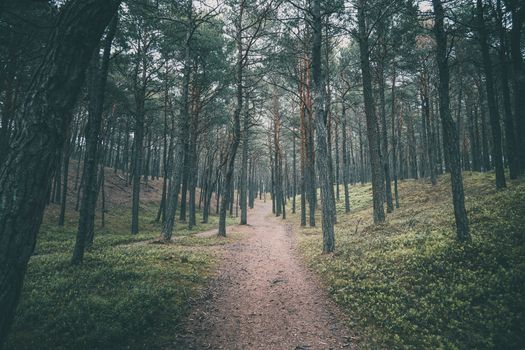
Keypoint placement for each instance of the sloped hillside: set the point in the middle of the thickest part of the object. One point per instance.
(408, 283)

-- -- --

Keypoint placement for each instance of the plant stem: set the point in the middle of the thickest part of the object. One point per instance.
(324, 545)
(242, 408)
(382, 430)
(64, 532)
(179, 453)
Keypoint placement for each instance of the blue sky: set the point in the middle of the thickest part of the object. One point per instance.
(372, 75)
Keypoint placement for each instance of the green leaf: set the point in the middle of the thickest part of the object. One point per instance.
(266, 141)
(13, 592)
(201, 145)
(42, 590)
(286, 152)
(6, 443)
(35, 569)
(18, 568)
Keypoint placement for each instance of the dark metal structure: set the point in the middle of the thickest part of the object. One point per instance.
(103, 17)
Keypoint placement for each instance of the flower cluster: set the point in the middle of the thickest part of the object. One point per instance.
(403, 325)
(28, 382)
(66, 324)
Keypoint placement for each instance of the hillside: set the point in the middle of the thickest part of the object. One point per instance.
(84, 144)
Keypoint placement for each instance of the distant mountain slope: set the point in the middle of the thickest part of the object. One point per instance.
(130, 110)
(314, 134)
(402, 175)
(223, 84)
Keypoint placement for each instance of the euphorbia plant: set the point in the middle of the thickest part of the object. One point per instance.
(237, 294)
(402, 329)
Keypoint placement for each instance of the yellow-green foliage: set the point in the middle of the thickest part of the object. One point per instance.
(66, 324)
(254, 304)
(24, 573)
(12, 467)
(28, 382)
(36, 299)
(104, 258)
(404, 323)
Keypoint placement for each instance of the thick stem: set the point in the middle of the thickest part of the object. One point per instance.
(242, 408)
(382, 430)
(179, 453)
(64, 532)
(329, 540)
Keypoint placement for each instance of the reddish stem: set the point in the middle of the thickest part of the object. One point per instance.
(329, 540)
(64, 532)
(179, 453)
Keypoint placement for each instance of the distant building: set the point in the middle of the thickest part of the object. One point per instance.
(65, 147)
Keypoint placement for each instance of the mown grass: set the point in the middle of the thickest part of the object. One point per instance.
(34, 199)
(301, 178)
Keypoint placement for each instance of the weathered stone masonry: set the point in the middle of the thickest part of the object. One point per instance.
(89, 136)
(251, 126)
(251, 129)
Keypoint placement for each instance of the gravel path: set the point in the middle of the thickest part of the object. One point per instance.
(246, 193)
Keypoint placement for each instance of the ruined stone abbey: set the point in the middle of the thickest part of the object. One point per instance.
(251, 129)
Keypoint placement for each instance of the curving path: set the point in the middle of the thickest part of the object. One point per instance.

-- -- --

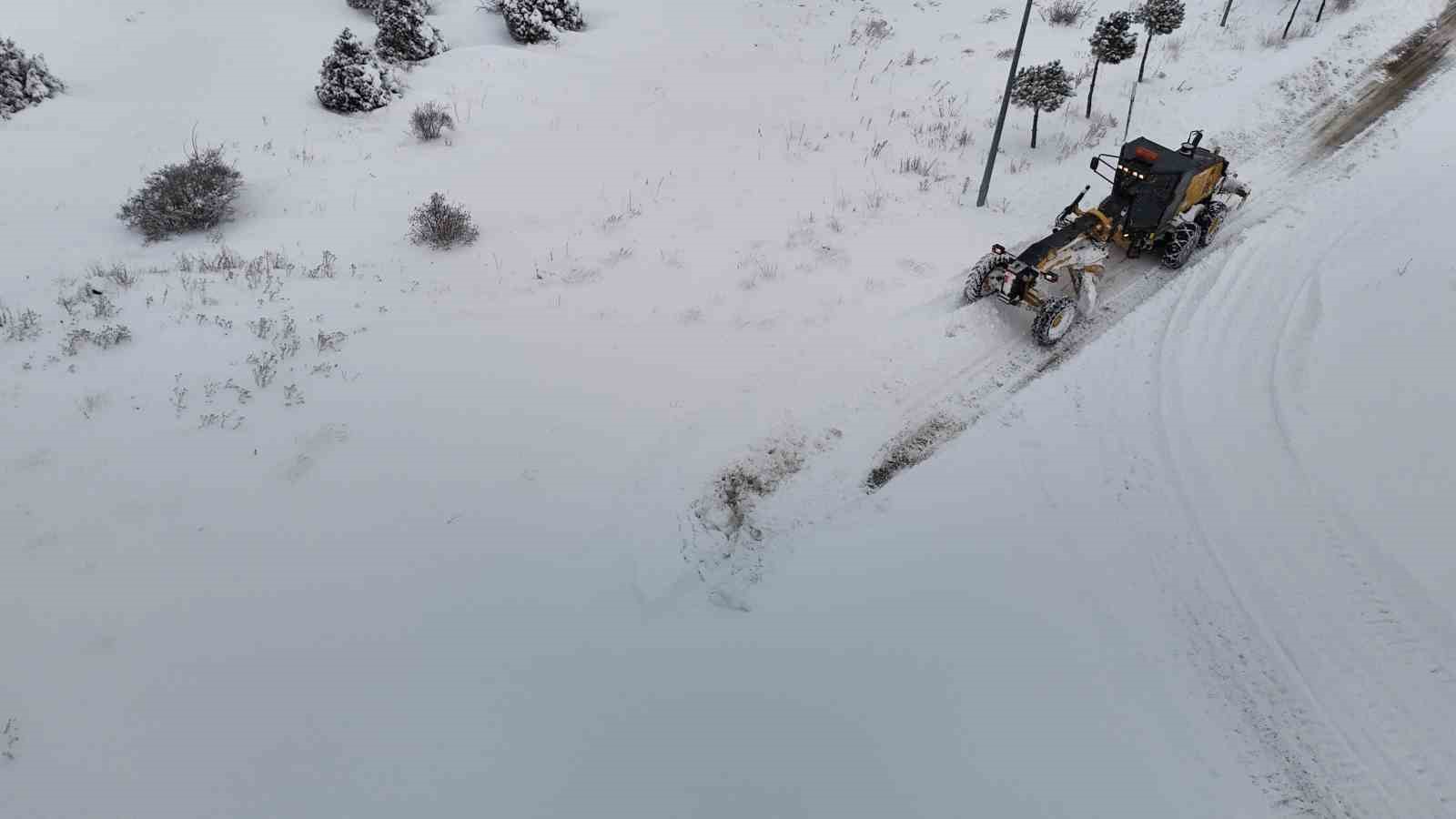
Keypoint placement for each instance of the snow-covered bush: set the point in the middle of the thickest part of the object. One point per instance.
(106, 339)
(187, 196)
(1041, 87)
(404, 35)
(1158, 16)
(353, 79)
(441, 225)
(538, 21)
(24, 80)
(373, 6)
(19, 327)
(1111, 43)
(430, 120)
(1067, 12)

-- -- --

§ **Work task**
Every line from the line containing "Keypoint placement for each instance of the ruined" through the line containing "Keypoint placement for each instance of the curving" in the records above must be retyped exactly. Leave out the rest.

§ **Solution to the problem**
Keypoint placement for each instance of the ruined stone abbey: set the point in the middle of the thickest part of the object. One point per instance.
(251, 129)
Keypoint placement for each instance of the curving path: set the point in the middle of the thickest part of the object. One point per instance.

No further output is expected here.